§ Work required
The expected output is every entry, repeated exactly.

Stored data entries
-----
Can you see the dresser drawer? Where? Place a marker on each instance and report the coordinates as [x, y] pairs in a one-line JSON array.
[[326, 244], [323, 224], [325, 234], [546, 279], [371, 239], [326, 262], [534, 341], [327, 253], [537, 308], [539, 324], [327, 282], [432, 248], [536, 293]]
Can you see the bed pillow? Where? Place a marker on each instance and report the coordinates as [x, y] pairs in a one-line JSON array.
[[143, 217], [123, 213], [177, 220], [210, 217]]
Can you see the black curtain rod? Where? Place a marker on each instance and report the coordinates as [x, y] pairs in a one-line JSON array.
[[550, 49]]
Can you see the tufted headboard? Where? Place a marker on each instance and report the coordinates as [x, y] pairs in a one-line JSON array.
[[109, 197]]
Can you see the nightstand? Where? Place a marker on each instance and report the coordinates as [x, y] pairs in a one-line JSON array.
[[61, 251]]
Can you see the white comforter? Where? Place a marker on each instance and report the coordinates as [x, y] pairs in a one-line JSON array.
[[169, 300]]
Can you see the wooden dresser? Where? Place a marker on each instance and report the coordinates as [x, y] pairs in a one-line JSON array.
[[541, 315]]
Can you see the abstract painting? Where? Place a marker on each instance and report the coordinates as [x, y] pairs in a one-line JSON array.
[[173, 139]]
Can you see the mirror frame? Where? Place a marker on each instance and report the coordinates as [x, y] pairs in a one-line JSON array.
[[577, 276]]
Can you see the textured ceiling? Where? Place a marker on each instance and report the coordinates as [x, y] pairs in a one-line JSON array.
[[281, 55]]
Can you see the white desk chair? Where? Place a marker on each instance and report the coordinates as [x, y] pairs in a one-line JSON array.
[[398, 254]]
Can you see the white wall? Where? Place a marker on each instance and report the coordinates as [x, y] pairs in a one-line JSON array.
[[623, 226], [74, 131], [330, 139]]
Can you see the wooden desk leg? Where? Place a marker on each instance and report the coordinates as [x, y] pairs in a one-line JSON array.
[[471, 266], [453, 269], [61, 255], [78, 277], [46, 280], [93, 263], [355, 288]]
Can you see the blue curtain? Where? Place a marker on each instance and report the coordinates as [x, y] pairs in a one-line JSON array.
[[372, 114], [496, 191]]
-----
§ Response for this exercise
Can you see the dresser drawer? Where? Place a marker on each instance and report the coordinates as [x, y] pairs in a one-line JSON array.
[[326, 244], [323, 224], [325, 234], [546, 279], [371, 239], [326, 262], [534, 341], [327, 253], [537, 308], [539, 324], [327, 282], [432, 248], [536, 293]]
Can you see the bed pillow? Where? Place a marker on each instance and report the coordinates as [x, y] pairs in a one-line JSON array.
[[143, 217], [123, 213], [177, 220], [210, 217]]
Can you see the black curtain rod? Where? Place a marker on each instance and report the coordinates as [x, y] pairs in a one-line JSON array.
[[550, 49]]
Can you see the tufted headboard? Where? Place a marker on each instance and report the coordinates as [x, y] pairs in a one-line JSON array.
[[109, 197]]
Can you see the nightstand? Where? Place a marker on each instance and report the coordinates as [x, y] pairs in a one-line JSON array.
[[61, 251]]
Can you see the white comforter? Where? Place a marker on each instance and report the coordinates as [x, y] pairs in a one-line JSON array.
[[169, 300]]
Can you see the wooden dresser? Where? Place a marker on each instance and report the coordinates as [x, y] pairs in a one-line JSON array.
[[541, 315]]
Can you see the abstract painting? Where? Place a marker on each instance and report the coordinates as [x, y] pairs in a one-line JSON array.
[[173, 139]]
Can you see the mirror frame? Where? Place a marker on each instance and report the coordinates as [x, y] pairs in a one-line JSON array.
[[577, 276]]
Can you see the textured ceiling? Where? Place a marker on each instance and report the coordinates as [x, y] pairs in a one-line JSON array.
[[281, 55]]
Can you see the white desk chair? Where? Place a marker on each instance and report the coordinates as [x, y] pairs in a one-line JSON array.
[[398, 254]]
Can you see the white wall? Where? Place a marker on each instance and report the coordinates as [x, y] pairs in a one-line JSON array.
[[623, 226], [74, 131], [330, 139]]
Can you see the wooden desk leg? Where? Place a marker on each instance and report the coordinates as [x, y] pairs in a one-line JSON array.
[[471, 266], [453, 269], [61, 255], [78, 277], [46, 280], [93, 263], [355, 288]]
Can you see the blue curtain? Where? Place a marker on each instance and report the coordinates as [x, y] pairs in a one-line JSON array.
[[372, 114], [496, 191]]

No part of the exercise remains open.